#### Testo della pagina:
+++

Tecnicamente parlando

Below è una gioia per gli occhi, su questo non si discute. A prescindere dai propri gusti personali, lo stile che Capy Games è riuscita a mettere sul piatto, è qualcosa di straordinariamente riuscito. Le atmosfere cupe e i tratti che delineano le stanze e il nostro protagonista, risultano un piccolo gioiellino, difficile da replicare. Lo stesso si può dire per la cura maniacale deputata all'audio e per una gestione delle luci e degli effetti volumetrici, che strappano più di un sorriso durante le prime ore. Certamente il motore non risulta dei più leggeri e puliti, giostrandosi tra situazioni di estrema tranquillità nella gestione del frame rate, ad altre nelle quali crolla inesorabilmente su se stesso, infastidendo con una scattosità poco entusiasmante. Nulla che vada ad inficiare più di tanto sul gameplay, ma certamente difficile da digerire per un titolo di questa portata tecnica, caratterizzato anche da una visuale a volo d'uccello, tra le più lontane che la nostra memoria ci ha permesso di ricordare.

Conclusioni

Versione testata PC Windows
Digital Delivery Steam, Xbox Store
Prezzo 21,99 €
Multiplayer.it
7.0
Lettori (6)

+++

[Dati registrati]

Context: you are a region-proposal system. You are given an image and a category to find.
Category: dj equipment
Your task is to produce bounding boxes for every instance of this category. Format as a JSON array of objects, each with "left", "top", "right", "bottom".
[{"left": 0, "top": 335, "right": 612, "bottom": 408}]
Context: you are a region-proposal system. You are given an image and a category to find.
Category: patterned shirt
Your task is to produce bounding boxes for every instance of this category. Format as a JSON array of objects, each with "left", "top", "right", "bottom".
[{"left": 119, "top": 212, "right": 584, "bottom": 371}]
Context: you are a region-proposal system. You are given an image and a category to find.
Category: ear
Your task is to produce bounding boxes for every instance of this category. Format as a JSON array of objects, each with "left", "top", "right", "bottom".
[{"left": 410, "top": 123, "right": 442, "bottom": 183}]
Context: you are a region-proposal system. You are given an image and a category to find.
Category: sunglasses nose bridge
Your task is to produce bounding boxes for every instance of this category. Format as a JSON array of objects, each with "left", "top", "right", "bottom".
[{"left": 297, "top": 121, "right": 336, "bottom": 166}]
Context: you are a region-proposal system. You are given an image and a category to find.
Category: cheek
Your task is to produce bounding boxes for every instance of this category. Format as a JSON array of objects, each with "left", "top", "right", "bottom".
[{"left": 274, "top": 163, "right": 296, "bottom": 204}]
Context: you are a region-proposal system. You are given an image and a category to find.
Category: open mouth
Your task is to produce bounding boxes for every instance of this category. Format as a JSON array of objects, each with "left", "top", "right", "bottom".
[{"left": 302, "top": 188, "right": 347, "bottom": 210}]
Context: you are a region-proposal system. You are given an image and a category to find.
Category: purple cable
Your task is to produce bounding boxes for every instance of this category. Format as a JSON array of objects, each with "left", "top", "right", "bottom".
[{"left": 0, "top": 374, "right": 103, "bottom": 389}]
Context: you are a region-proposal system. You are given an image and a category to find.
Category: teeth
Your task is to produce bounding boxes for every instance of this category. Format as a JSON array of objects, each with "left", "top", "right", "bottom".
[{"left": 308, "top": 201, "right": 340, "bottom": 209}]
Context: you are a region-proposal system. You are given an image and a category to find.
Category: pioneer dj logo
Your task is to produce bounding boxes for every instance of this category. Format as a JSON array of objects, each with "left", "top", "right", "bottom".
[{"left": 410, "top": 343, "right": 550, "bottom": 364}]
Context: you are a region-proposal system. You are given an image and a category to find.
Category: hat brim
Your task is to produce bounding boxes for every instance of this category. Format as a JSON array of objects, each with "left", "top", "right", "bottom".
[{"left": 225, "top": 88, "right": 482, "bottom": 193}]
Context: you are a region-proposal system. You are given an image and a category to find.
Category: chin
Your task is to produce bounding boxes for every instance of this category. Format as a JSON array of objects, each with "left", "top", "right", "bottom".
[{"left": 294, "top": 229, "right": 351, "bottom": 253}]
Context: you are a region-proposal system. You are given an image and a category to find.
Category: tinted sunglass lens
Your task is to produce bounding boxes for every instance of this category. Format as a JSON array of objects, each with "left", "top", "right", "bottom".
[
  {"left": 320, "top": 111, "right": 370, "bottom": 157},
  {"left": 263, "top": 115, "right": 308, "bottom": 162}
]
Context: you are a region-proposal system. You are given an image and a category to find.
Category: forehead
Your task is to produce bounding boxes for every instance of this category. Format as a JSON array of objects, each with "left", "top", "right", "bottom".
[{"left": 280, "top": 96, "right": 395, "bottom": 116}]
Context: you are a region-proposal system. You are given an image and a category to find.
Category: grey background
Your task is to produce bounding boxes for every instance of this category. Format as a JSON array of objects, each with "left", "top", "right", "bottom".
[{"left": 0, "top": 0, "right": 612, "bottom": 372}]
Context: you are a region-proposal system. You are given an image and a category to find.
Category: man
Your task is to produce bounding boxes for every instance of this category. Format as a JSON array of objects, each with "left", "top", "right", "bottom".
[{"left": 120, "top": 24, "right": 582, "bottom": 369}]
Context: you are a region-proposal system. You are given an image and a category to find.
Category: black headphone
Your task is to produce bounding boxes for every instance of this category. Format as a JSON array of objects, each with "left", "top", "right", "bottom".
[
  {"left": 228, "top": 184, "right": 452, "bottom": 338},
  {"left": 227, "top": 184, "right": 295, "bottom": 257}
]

+++

#### Consegna:
Estendi, per favore, la recensione di Below, partendo subito dopo l'ultima riga riportata.

#### Risultato:
5.9
Il tuo voto

Below è un titolo difficile, nella gestione e nella progressione. L'amore da parte di Capy Games nella realizzazione del gioco è palpabile, un po' meno la loro capacità di mettere bene a fuoco l'esperienza che si voleva offrire. Il grande impatto scenico del titolo potrebbe valere da solo il prezzo del biglietto, ma non si può nascondere una certa incapacità ad amalgamare l'esperienza. Il senso di frustrazione è alto, a volte quasi scoraggiante, e la poca intuitività del gioco ne fanno un rogue lite veramente per pochi, anche all'interno della nicchia degli appassionati del genere. Certamente un merito lo porta in dote: spiegare a tutti quelli che credono che Dark Souls sia difficile, cos'è davvero un titolo impegnativo. Ciò non toglie che c'è modo e modo di impreziosire un'esperienza con un elevato grado di sfida, e i titoli di From Software ci riescono molto, molto meglio. Per questo e per tutto le altre ragioni messe in gioco, non possiamo premiare Below con il voto che avremmo voluto, non tanto alla luce del tempo e delle aspettative, quanto per le scelte poco condivisibili effettuate in sede di design. Anche se il cuore vorrebbe regalargli un voto in più per quei cinque minuti, dobbiamo essere obiettivi e attenerci alla qualità di un titolo veramente troppo controverso per essere digerito da tutti.

PRO

  • Artisticamente elevatissimo
  • I primi cinque minuti potrebbero valere il prezzo
  • Ottimo level design...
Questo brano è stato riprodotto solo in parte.